Houve uma altura em que Kyllian Mbappé era apenas um jogador de futebol: muito promissor, é verdade, grande candidato a futuro melhor do mundo, também é verdade, mas ainda assim apenas um jogador de futebol. Com 23 anos e ainda tanto para crescer.

Até que depois se tornou um assunto de Estado e tudo mudou.

O presidente Emmanuel Macron e o ex-presidente Nicolas Sarkozy vieram a público interceder pela permanência do jovem no PSG, o primeiro até se reuniu com o jogador para lhe transmitir a mensagem que ele era muito importante para a França.

«Nunca imaginei que iria um dia falar com o Presidente da República de França sobre meu futuro ou sobre o futuro da minha carreira. É uma loucura. É realmente uma loucura», contou Mbappé numa entrevista ao New York Times.

«Encontrei-me com ele e ele disse-me: ‘Quero que fiques. Não quero que vás embora agora. És muito importante para o país. Tens tempo para sair, podes ficar mais um pouco’. Claro que quando o Presidente da República vem falar contigo, isso tem influência.»

--------------------------------------------------

**Requisitos do exercício**:
• 1. Indique se cada afirmação concorda com o texto sobre Mbappé, respondendo sim ou não e citando as palavras do texto que o decidem. (a) Emmanuel Macron reuniu-se pessoalmente com Mbappé. (b) Nicolas Sarkozy defendeu publicamente a saída de Mbappé do PSG. (c) Na altura referida, Mbappé tinha 25 anos.
• 2. Cite fielmente o texto sobre Mbappé, tudo desde "Houve uma altura" até "e tudo mudou.".
• 3. Segundo o texto sobre Mbappé, a que jornal deu o jogador a entrevista citada?

**Bloco de dados**:
--------------------------------------------------

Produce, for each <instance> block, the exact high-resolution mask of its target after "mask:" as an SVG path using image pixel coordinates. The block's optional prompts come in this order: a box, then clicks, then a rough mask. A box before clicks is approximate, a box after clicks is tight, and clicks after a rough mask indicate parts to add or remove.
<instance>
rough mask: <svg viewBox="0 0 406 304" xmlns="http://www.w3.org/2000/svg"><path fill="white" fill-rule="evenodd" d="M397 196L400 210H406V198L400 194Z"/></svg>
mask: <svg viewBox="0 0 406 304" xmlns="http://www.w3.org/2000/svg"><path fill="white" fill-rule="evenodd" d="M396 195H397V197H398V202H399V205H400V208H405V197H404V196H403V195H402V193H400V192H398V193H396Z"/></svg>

--------------------------------------------------

**Respostas às tarefas**:
• 1.
(a) Sim: "o primeiro até se reuniu com o jogador".
(b) Não: "vieram a público interceder pela permanência do jovem no PSG".
(c) Não: "Com 23 anos e ainda tanto para crescer".

• 2.
Houve uma altura em que Kyllian Mbappé era apenas um jogador de futebol: muito promissor, é verdade, grande candidato a futuro melhor do mundo, também é verdade, mas ainda assim apenas um jogador de futebol. Com 23 anos e ainda tanto para crescer.

Até que depois se tornou um assunto de Estado e tudo mudou.

• 3. Ao New York Times.